What is expected
Return each line of the records holding the string "white".

Items listed in a dataset
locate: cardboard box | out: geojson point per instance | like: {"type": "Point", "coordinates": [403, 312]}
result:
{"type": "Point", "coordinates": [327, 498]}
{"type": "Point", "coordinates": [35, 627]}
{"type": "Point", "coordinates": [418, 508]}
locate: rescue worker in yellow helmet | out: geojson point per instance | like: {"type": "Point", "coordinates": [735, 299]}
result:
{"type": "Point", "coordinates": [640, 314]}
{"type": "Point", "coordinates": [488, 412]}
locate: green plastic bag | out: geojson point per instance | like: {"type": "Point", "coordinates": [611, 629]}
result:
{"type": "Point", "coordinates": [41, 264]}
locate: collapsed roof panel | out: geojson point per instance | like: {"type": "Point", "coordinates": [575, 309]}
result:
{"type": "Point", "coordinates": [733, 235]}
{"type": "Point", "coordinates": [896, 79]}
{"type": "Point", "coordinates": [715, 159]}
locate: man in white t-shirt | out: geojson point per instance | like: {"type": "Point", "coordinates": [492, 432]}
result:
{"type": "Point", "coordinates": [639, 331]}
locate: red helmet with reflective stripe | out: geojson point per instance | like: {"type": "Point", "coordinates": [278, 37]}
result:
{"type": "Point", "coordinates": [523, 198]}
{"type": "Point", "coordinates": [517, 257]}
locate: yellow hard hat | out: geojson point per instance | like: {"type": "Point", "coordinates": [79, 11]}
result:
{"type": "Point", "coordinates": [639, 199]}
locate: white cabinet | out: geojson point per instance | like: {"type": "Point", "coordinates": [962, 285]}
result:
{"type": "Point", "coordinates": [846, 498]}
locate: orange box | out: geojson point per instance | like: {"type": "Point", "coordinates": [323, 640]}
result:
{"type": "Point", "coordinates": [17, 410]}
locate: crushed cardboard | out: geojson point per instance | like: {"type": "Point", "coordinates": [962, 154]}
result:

Solved exercise
locate: man in white t-shirt | out: geojson point per instance | like: {"type": "Point", "coordinates": [492, 432]}
locate: white cabinet | out: geojson point per instance | like: {"type": "Point", "coordinates": [962, 285]}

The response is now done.